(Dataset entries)
________________

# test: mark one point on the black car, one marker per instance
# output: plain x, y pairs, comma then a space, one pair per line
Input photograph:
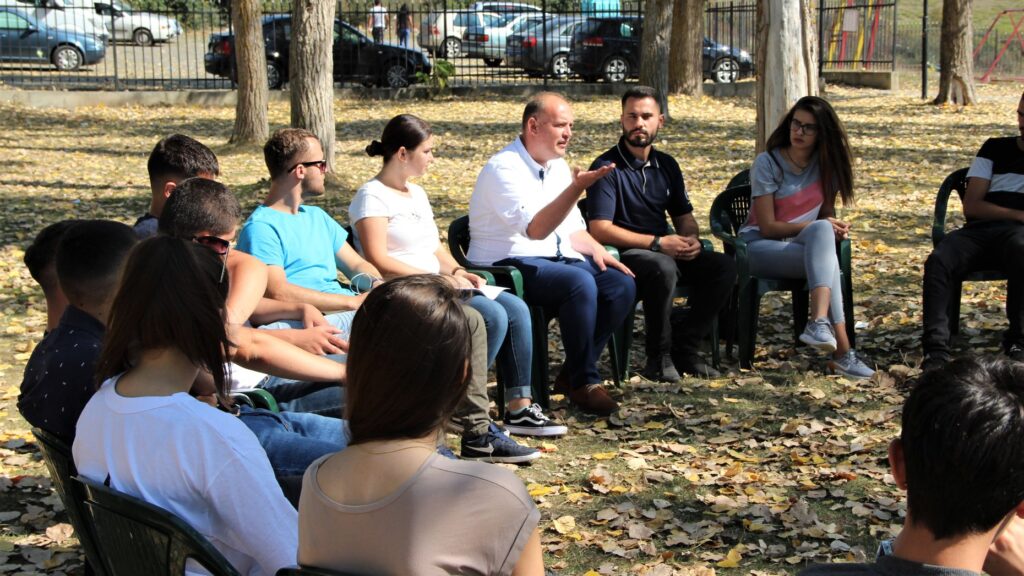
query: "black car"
356, 57
609, 48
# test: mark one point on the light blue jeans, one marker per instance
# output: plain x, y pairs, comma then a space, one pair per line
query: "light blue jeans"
810, 254
509, 339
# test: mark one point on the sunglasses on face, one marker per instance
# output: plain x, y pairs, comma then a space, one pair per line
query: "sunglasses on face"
322, 164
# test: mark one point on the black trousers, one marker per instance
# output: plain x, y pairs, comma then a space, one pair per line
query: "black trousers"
710, 277
984, 245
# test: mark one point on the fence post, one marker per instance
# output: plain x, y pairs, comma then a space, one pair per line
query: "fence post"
924, 53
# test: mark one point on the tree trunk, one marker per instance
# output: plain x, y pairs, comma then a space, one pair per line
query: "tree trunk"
686, 67
654, 52
250, 112
786, 66
955, 56
311, 71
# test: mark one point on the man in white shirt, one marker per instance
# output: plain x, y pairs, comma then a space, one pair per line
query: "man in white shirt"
523, 213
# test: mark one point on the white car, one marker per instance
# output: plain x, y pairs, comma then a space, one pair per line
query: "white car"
141, 28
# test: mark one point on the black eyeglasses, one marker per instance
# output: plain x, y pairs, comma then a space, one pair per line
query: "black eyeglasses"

________________

* _Your goal_:
Within the lines above, find those holding the word "test" and copy them.

* _Solution to this task_:
# test: mark one point on the black car, one marker per instance
# test: mark one point on the light blue jeans, one marker per instance
# test: mark one point on the sunglasses on face, one marker per instance
# test: mark one point on the black trousers, one marker per instance
# test: mark one point on the fence post, one marker per instance
# test: mark one point on the tree trunk, one marker per instance
# test: mark one point on the man in white shirt, one marker per instance
# test: mark one point on the white car, one marker per instance
# test: mark one point on the black eyeglasses, one marker per instance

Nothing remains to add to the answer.